**REQUIRED WORK:** Please give the lines below again exactly as they stand, from the one that contains "Target: arched doorway" up to and including the one that contains "Target: shallow water", leaving all pictures out.

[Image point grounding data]

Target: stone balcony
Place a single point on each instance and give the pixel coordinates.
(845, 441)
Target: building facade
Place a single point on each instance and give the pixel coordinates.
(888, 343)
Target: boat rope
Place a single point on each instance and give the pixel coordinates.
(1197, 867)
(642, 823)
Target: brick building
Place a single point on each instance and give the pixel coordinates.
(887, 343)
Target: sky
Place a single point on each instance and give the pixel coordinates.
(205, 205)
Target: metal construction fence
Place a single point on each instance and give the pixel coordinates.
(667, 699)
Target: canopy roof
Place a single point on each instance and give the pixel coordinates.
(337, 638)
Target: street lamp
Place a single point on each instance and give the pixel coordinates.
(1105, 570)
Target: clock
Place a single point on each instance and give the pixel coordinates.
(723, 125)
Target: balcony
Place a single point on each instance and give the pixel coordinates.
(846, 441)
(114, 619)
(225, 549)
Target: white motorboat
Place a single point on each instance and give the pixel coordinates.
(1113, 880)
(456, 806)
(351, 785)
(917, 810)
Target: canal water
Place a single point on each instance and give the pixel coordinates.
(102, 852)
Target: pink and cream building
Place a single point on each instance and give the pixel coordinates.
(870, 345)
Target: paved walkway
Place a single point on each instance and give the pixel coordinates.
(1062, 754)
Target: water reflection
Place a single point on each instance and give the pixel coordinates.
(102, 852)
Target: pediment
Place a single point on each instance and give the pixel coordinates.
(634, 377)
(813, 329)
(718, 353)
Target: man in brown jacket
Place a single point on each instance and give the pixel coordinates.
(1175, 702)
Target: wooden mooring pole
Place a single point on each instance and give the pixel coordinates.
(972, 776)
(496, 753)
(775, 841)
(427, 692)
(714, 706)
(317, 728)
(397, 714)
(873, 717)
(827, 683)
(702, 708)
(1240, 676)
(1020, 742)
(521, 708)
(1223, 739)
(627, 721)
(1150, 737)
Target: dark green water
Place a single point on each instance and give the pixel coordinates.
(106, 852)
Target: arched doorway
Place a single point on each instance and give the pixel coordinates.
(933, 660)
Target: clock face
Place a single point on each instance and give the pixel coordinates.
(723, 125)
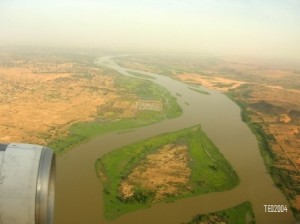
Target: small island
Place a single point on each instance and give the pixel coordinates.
(164, 168)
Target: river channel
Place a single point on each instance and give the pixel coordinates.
(79, 191)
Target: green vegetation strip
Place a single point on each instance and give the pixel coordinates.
(240, 214)
(265, 141)
(210, 171)
(131, 89)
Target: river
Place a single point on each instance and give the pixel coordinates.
(79, 191)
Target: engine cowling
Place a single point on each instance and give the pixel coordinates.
(27, 184)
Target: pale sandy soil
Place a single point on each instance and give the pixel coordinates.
(163, 172)
(281, 125)
(38, 107)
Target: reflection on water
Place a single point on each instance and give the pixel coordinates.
(79, 191)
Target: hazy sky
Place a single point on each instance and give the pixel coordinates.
(252, 27)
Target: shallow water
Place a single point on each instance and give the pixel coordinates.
(79, 191)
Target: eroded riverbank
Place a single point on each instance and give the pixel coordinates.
(79, 192)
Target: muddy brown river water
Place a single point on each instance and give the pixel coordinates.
(79, 191)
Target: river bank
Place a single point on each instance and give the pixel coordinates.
(220, 120)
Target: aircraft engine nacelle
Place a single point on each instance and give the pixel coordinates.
(27, 184)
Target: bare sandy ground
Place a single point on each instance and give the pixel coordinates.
(164, 172)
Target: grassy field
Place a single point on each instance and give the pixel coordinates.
(240, 214)
(210, 171)
(130, 89)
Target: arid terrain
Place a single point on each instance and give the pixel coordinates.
(164, 172)
(43, 94)
(269, 94)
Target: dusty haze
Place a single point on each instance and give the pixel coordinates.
(252, 28)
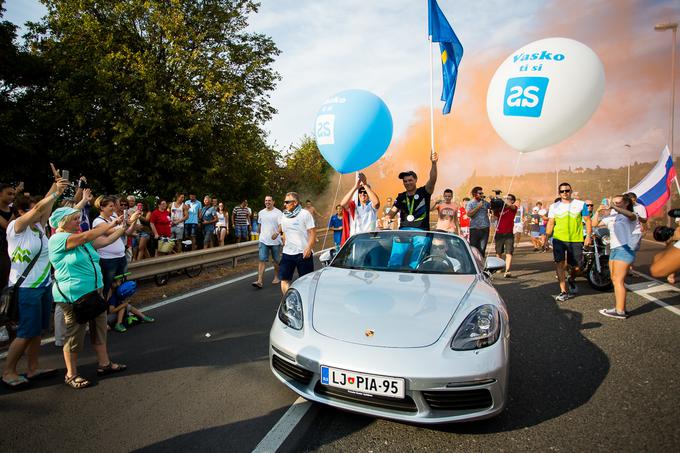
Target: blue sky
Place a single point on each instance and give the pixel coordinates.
(381, 46)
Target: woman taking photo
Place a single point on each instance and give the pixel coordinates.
(30, 272)
(112, 257)
(222, 224)
(620, 219)
(160, 224)
(76, 273)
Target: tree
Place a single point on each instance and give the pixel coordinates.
(154, 96)
(20, 71)
(306, 170)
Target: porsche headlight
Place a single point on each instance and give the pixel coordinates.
(290, 310)
(480, 329)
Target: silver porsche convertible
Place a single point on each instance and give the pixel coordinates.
(399, 324)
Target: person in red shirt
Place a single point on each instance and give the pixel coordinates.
(160, 222)
(464, 220)
(505, 238)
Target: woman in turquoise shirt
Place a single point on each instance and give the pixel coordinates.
(76, 273)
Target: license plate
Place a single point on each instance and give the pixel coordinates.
(362, 383)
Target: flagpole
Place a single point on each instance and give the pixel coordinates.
(431, 98)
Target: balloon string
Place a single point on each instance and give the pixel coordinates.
(514, 173)
(335, 199)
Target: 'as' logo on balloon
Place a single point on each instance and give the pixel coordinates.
(524, 96)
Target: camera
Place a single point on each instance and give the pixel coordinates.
(663, 233)
(496, 202)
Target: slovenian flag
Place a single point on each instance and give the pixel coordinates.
(655, 189)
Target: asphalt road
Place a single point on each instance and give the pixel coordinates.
(579, 382)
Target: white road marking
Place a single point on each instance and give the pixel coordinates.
(653, 286)
(278, 434)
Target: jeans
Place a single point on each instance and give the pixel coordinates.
(479, 238)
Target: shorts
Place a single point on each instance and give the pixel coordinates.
(208, 234)
(623, 253)
(110, 268)
(573, 251)
(635, 242)
(190, 229)
(241, 231)
(265, 250)
(35, 311)
(289, 263)
(75, 333)
(505, 243)
(177, 232)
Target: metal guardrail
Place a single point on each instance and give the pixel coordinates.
(170, 263)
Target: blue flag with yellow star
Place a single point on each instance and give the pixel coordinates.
(450, 48)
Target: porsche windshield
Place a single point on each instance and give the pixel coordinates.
(406, 251)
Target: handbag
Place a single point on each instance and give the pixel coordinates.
(90, 305)
(9, 298)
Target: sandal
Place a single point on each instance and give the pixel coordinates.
(110, 368)
(76, 382)
(16, 384)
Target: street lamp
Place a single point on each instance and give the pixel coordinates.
(674, 27)
(628, 185)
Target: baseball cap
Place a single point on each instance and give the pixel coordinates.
(404, 174)
(59, 214)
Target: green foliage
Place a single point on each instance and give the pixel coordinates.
(306, 170)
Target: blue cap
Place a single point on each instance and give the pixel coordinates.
(59, 214)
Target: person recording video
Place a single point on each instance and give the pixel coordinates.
(667, 263)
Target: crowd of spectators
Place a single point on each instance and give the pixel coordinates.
(56, 249)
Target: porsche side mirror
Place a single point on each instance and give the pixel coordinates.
(327, 256)
(493, 264)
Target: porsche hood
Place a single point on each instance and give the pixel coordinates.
(386, 309)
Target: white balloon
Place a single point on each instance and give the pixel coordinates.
(544, 92)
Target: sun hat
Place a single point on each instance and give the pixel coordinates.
(59, 214)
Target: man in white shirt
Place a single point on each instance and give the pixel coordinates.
(641, 211)
(297, 229)
(362, 216)
(269, 220)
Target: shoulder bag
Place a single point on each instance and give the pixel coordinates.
(9, 298)
(90, 305)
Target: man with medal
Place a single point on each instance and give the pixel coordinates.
(413, 205)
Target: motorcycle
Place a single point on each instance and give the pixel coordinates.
(596, 261)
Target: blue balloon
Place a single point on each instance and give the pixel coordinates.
(353, 130)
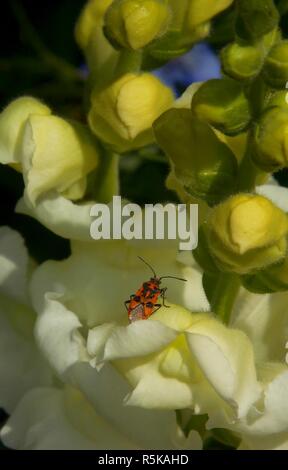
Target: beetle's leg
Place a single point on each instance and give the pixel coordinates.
(156, 307)
(163, 292)
(127, 302)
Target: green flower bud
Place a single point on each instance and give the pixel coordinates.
(133, 24)
(190, 22)
(204, 166)
(275, 70)
(271, 140)
(270, 280)
(247, 233)
(201, 11)
(256, 18)
(90, 18)
(223, 105)
(242, 62)
(122, 114)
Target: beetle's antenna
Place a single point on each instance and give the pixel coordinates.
(147, 264)
(173, 277)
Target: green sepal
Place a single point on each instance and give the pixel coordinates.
(204, 166)
(256, 18)
(222, 104)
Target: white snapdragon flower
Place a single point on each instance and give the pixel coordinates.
(45, 412)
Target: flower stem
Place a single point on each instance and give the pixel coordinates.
(249, 175)
(129, 61)
(224, 294)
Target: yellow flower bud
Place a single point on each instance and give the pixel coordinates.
(12, 120)
(56, 155)
(136, 23)
(275, 71)
(271, 140)
(91, 17)
(201, 11)
(122, 115)
(247, 232)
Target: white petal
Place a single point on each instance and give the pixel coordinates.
(226, 358)
(106, 390)
(264, 318)
(62, 216)
(138, 339)
(21, 365)
(57, 334)
(13, 264)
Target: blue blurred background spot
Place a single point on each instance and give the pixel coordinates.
(200, 64)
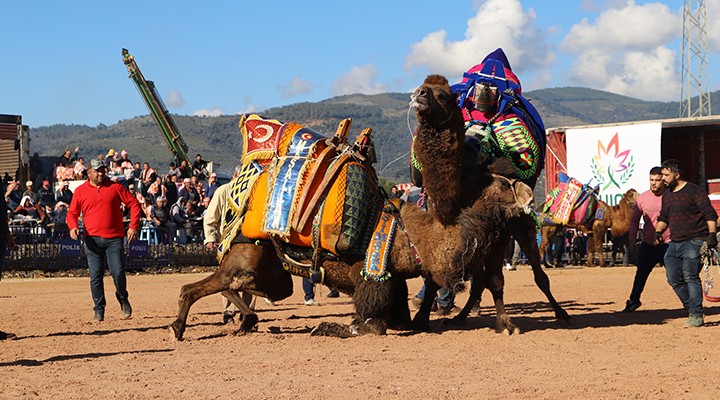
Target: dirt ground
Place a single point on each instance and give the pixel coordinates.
(60, 354)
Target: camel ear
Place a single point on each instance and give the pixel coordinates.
(393, 206)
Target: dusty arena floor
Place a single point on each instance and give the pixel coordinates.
(60, 354)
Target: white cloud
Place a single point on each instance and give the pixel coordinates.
(295, 87)
(212, 112)
(175, 99)
(712, 8)
(249, 106)
(498, 23)
(625, 51)
(359, 80)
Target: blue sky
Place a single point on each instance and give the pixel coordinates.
(62, 63)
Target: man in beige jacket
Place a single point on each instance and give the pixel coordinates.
(212, 225)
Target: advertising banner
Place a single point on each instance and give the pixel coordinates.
(69, 248)
(138, 248)
(615, 158)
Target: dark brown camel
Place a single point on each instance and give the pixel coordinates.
(616, 218)
(450, 178)
(255, 267)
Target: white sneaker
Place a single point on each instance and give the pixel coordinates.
(269, 302)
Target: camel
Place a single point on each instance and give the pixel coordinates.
(616, 218)
(421, 247)
(440, 148)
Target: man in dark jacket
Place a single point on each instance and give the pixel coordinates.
(6, 242)
(686, 209)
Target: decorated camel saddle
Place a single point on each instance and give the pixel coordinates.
(495, 112)
(571, 202)
(312, 196)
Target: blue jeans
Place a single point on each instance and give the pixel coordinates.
(682, 267)
(445, 297)
(97, 248)
(648, 256)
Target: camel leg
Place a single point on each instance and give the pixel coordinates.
(496, 283)
(544, 250)
(598, 238)
(399, 309)
(476, 289)
(421, 321)
(191, 293)
(503, 324)
(249, 318)
(525, 236)
(247, 267)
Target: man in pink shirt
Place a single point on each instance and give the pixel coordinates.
(99, 200)
(649, 253)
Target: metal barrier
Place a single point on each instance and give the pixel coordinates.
(49, 248)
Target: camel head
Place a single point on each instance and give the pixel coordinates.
(434, 101)
(631, 196)
(511, 194)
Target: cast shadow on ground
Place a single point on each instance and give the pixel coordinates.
(36, 363)
(97, 332)
(583, 316)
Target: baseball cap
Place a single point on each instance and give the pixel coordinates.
(96, 164)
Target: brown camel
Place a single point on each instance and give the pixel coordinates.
(440, 148)
(616, 218)
(253, 266)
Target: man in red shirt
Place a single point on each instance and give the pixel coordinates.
(99, 200)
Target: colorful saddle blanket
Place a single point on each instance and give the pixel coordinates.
(506, 122)
(304, 190)
(570, 202)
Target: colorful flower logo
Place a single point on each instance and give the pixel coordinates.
(612, 167)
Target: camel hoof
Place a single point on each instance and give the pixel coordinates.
(334, 329)
(176, 331)
(420, 326)
(248, 323)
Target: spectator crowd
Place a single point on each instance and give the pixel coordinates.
(173, 200)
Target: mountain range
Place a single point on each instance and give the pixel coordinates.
(388, 114)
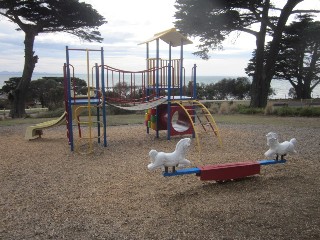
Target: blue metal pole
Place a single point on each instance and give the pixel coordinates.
(157, 70)
(104, 112)
(157, 83)
(97, 96)
(181, 67)
(148, 73)
(194, 81)
(69, 100)
(169, 95)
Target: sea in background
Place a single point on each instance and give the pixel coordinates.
(281, 87)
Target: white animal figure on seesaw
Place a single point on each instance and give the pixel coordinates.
(174, 159)
(279, 149)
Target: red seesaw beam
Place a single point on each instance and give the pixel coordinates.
(225, 172)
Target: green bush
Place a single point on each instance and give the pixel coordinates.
(249, 110)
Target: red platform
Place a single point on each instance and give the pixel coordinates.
(228, 171)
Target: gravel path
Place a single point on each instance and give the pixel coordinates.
(47, 192)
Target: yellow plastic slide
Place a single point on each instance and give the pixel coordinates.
(35, 131)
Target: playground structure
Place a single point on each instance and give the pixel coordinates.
(162, 90)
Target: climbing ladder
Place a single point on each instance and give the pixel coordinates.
(201, 120)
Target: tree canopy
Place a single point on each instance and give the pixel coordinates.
(299, 57)
(213, 21)
(47, 16)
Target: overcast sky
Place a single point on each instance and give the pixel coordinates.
(129, 23)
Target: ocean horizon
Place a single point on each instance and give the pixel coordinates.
(281, 87)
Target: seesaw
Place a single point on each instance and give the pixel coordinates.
(219, 172)
(224, 172)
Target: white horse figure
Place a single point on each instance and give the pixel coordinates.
(279, 149)
(176, 158)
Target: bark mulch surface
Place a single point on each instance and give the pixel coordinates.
(49, 192)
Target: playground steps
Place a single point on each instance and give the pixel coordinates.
(201, 118)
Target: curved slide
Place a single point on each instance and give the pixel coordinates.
(35, 131)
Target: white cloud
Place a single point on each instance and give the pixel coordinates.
(129, 23)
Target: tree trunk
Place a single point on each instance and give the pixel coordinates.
(262, 79)
(18, 107)
(258, 91)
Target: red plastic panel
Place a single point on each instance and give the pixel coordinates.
(229, 171)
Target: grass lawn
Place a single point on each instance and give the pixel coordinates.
(114, 120)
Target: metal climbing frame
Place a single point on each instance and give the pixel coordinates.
(93, 99)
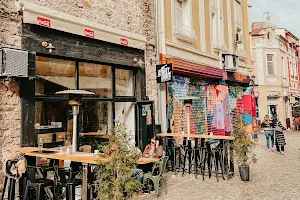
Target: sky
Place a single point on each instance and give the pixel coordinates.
(284, 13)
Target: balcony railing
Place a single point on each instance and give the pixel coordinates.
(186, 33)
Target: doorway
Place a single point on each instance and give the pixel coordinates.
(144, 123)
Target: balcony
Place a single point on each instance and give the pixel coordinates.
(185, 33)
(242, 53)
(216, 45)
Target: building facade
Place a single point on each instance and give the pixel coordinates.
(106, 47)
(276, 69)
(208, 43)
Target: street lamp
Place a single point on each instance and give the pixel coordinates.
(75, 98)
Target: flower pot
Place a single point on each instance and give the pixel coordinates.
(244, 172)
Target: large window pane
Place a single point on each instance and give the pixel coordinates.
(95, 78)
(54, 75)
(52, 122)
(96, 117)
(125, 114)
(124, 82)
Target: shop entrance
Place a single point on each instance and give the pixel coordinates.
(144, 123)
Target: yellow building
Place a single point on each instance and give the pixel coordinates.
(275, 68)
(206, 40)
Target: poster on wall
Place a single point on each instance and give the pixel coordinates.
(164, 73)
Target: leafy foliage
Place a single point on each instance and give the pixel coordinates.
(242, 145)
(115, 180)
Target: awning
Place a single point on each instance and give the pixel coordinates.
(237, 77)
(196, 69)
(85, 83)
(39, 15)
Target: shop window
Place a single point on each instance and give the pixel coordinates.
(124, 112)
(96, 78)
(52, 122)
(270, 64)
(95, 116)
(124, 83)
(54, 75)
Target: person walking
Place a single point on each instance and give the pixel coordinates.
(269, 132)
(279, 136)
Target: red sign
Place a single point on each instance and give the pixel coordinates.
(44, 22)
(124, 41)
(89, 33)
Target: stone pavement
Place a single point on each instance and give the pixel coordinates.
(273, 177)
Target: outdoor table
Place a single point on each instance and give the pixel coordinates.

**THE COMPLETED TASK:**
Target: arched doorway
Place a single point on each instance and give the pixel coordinates.
(933, 660)
Target: clock face
Place a single point on each instance and give the pixel coordinates.
(723, 125)
Target: small island
Place a single point on each instance and give the pixel coordinates.
(164, 168)
Target: river channel
Place a single point on each instance and give the pixel coordinates.
(79, 191)
Target: green vegetation strip
Place a single point on each instance and give the pixel coordinates.
(240, 214)
(265, 141)
(210, 171)
(131, 89)
Target: river
Place a single point on each instance and give the pixel coordinates.
(79, 191)
Target: engine cowling
Place a single point on each instance and give the pixel coordinates.
(27, 184)
Target: pale sandy soil
Place a single point on each instance and give the pixel coordinates.
(163, 172)
(281, 125)
(38, 107)
Target: reflection on water
Place a single point on each instance and give the pixel coordinates.
(79, 191)
Target: hazy sky
Place a single point on each instance and give the pixel coordinates.
(252, 27)
Target: shallow water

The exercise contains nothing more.